● **EXERCISE AIM**: Please repeat the listing in its entirety, without any alteration.
===== PROVIDED RECORDS
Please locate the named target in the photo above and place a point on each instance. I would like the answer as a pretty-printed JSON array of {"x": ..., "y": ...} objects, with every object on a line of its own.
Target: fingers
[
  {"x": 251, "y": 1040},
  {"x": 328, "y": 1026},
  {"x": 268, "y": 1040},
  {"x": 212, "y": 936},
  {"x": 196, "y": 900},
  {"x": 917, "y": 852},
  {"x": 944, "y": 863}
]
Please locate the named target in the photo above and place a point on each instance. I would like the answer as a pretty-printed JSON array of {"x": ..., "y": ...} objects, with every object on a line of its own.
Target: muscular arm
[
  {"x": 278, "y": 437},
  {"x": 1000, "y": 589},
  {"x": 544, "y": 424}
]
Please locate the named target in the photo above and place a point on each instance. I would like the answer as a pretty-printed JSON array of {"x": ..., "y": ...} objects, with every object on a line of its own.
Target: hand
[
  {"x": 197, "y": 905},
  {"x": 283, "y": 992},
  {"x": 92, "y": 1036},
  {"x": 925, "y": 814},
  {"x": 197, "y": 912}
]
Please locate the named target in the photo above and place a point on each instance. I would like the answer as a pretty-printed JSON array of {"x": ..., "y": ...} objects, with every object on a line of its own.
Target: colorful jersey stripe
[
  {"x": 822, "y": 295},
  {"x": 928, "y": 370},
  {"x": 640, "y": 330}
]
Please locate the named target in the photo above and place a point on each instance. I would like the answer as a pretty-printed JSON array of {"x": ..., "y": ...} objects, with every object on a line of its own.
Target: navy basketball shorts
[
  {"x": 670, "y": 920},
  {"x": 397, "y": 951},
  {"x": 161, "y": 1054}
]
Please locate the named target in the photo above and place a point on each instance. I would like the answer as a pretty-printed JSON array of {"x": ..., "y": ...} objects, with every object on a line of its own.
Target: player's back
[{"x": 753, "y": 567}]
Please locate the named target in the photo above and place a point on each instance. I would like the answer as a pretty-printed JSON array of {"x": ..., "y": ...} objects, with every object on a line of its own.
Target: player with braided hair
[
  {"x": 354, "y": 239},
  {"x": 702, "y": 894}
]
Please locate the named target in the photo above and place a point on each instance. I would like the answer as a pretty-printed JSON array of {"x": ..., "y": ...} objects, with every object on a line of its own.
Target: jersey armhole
==========
● **ANSWER TO THIS TASK**:
Please locate the named target in the photo above and place a point on each instance. I would like the answer as a pretty-printed JSON array of {"x": ..., "y": ...} objects, with every object on a line of its own.
Target: fingers
[
  {"x": 251, "y": 1040},
  {"x": 328, "y": 1026},
  {"x": 268, "y": 1040},
  {"x": 212, "y": 936},
  {"x": 196, "y": 900},
  {"x": 917, "y": 852},
  {"x": 944, "y": 863}
]
Please locate the named target in the photo above and place a point on each instance. I would like the answer as a pretty-printed JSON array of {"x": ..., "y": ...} objects, with every object on a line of its own.
Target: muscular arm
[
  {"x": 278, "y": 437},
  {"x": 1000, "y": 589},
  {"x": 544, "y": 424}
]
Please locate the named target in the photo above and place a point on each instance. I would like the answer as a pretty-printed JSON array of {"x": ..., "y": ...} objects, with every object on a line of its own.
Target: hand
[
  {"x": 197, "y": 905},
  {"x": 283, "y": 992},
  {"x": 92, "y": 1036},
  {"x": 925, "y": 814},
  {"x": 197, "y": 912}
]
Please locate the named target in the photo above and place a point on each instance. I would like the answer as a pretty-printed JSON array of {"x": ..., "y": ...} objects, with every object on a line of its own.
Target: colorful jersey stripe
[
  {"x": 822, "y": 295},
  {"x": 928, "y": 370},
  {"x": 640, "y": 330}
]
Please locate the named target in the photo above and place a point on each instance. I would like the answer as a pretty-printed JSON array of {"x": ..., "y": ...} objects, with every object on a line of its own.
Target: navy basketball shorts
[
  {"x": 670, "y": 920},
  {"x": 397, "y": 951},
  {"x": 161, "y": 1054}
]
Please locate the named target in the photo above and place a point on each instance. I would like the answer as a pretty-printed JSON array of {"x": ..., "y": ...} objects, with every object on a line of its own.
Target: player's back
[{"x": 753, "y": 567}]
Please locate the named target in the photo above and place a point on each instance. I would like the answer as a pretty-printed JSON array of {"x": ..., "y": ...} objects, with every object on a line of its own.
Target: player with braided hair
[
  {"x": 354, "y": 239},
  {"x": 702, "y": 894}
]
Please locate the named target in the photo above and place a point on each instance. I would like the answer as a pretty-printed JSON array of {"x": ..., "y": ...} objects, with every object on a line of its own.
Target: jersey armhole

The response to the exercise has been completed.